Task requirements ::
Look for the string "pickled" in the data below, and copy each line that holds it.

Data extracts ::
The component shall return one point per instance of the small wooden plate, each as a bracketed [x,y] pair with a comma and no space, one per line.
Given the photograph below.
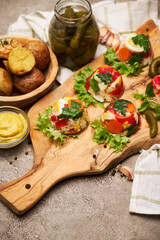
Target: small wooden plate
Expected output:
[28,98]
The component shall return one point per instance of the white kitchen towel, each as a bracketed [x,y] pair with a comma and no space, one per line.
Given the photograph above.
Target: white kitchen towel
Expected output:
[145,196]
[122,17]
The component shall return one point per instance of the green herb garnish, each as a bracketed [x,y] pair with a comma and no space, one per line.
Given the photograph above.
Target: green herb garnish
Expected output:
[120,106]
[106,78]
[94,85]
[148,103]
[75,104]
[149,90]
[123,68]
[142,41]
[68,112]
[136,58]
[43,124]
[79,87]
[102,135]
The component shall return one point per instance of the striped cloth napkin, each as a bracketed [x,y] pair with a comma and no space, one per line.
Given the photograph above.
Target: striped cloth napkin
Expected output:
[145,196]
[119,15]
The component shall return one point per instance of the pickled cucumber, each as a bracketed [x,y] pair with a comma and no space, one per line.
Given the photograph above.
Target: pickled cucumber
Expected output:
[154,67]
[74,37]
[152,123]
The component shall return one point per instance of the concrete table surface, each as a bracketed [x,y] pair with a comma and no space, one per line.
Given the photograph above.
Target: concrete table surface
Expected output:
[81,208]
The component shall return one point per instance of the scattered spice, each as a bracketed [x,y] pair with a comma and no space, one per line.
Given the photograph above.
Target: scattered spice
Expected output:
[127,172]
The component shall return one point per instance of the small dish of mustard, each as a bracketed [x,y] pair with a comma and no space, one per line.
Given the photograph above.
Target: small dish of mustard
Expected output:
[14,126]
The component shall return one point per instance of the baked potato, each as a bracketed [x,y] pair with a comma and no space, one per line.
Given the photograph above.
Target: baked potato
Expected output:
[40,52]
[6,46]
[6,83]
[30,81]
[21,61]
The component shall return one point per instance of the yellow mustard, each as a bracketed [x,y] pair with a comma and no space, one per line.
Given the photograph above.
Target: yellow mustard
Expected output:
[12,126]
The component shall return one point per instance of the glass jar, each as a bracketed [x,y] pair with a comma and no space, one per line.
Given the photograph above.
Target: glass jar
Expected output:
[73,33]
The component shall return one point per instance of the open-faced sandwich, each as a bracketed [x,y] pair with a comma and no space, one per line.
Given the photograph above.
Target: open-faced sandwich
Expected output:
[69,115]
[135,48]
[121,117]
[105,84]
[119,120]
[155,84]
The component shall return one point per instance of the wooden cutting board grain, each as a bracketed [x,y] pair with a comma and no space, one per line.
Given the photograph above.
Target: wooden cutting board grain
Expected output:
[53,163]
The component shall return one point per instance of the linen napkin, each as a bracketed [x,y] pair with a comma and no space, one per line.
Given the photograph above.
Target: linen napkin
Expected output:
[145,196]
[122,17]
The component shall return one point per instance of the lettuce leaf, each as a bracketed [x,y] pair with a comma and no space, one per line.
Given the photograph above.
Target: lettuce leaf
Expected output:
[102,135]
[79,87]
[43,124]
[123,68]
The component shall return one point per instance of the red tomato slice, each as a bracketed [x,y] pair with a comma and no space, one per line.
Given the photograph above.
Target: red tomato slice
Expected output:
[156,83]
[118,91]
* * *
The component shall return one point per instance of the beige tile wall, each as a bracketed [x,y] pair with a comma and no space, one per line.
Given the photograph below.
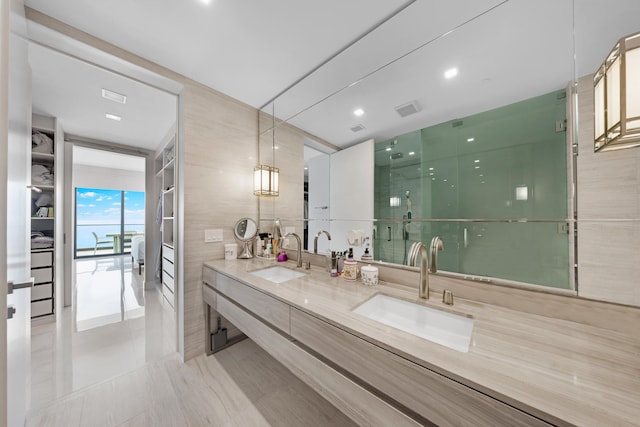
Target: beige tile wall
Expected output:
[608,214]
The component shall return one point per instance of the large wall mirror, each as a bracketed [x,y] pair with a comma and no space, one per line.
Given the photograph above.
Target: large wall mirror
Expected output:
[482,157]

Written response ::
The component shall return one point per instance of the pickled cucumber, each as a bracketed [x,y] pair with a comma and no space, one per line.
Target: pickled cucumber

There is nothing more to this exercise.